[Labeling and segmentation entries]
============================================================
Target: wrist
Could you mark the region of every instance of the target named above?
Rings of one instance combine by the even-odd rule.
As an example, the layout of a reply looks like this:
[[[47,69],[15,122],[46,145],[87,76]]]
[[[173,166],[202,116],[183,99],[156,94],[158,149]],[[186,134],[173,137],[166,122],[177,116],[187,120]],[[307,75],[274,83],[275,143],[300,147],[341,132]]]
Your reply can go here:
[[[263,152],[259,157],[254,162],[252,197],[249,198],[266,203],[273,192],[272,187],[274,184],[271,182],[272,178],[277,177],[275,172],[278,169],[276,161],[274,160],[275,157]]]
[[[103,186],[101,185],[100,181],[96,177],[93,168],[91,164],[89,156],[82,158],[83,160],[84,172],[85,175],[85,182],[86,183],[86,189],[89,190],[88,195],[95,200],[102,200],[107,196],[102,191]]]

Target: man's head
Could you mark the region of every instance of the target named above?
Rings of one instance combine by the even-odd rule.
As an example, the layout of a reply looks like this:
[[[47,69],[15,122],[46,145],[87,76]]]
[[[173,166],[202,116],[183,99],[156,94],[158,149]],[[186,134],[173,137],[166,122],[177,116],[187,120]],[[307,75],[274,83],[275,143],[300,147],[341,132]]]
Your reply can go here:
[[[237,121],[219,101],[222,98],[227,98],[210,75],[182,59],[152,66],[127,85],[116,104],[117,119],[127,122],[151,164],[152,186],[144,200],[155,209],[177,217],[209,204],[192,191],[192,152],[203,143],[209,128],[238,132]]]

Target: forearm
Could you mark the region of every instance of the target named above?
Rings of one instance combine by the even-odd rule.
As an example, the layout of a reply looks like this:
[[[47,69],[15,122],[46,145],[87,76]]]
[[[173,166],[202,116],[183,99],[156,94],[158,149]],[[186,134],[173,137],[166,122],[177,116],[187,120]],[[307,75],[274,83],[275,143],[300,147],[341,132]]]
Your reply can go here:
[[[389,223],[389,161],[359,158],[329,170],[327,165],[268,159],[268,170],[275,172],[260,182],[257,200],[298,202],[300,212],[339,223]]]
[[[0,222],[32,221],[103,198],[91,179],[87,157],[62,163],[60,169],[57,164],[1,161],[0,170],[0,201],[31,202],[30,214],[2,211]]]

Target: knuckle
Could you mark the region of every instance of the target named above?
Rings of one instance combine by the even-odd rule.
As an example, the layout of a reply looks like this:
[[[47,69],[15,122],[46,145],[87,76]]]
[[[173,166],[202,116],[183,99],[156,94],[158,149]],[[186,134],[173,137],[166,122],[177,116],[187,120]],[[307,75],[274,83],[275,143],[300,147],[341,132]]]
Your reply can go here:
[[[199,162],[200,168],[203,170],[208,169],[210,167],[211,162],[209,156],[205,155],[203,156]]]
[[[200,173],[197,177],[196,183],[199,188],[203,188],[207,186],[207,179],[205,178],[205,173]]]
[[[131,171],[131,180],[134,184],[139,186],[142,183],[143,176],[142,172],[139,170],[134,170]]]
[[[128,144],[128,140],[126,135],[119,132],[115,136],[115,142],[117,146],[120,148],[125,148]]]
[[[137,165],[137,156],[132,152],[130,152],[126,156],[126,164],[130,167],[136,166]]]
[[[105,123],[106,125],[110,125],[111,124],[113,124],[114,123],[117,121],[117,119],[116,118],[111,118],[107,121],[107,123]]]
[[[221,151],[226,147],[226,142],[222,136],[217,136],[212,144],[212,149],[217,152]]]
============================================================
__Request__
Can you reproduce everything from the line containing "Target: knuckle" down to the end of the entries, line for line?

__Result of this task__
Target: knuckle
Could you mark the region of every instance of the target named above?
Rings of one instance combine by the even-odd rule.
As an example, the layout of a reply looks like this:
[[[47,69],[15,122],[46,145],[87,76]]]
[[[173,166],[202,116],[183,99],[156,94],[158,149]],[[186,134],[173,137],[166,122],[177,116],[187,120]],[[307,75],[274,83],[275,143],[300,147],[341,132]]]
Your reply can go here:
[[[199,162],[200,168],[203,170],[208,169],[210,167],[211,162],[209,156],[205,155],[203,156]]]
[[[200,173],[197,177],[196,183],[199,188],[203,188],[207,186],[207,179],[205,178],[205,173]]]
[[[131,171],[131,180],[134,184],[139,186],[142,183],[143,176],[142,172],[139,170],[134,170]]]
[[[128,144],[128,140],[126,135],[119,132],[115,136],[115,142],[117,146],[120,148],[125,148]]]
[[[137,165],[137,156],[132,152],[130,152],[126,156],[126,164],[130,167],[136,166]]]
[[[105,123],[106,125],[110,125],[111,124],[113,124],[114,123],[117,121],[117,119],[116,118],[111,118],[107,121],[107,123]]]
[[[221,151],[226,147],[226,142],[222,136],[217,136],[212,144],[212,149],[217,152]]]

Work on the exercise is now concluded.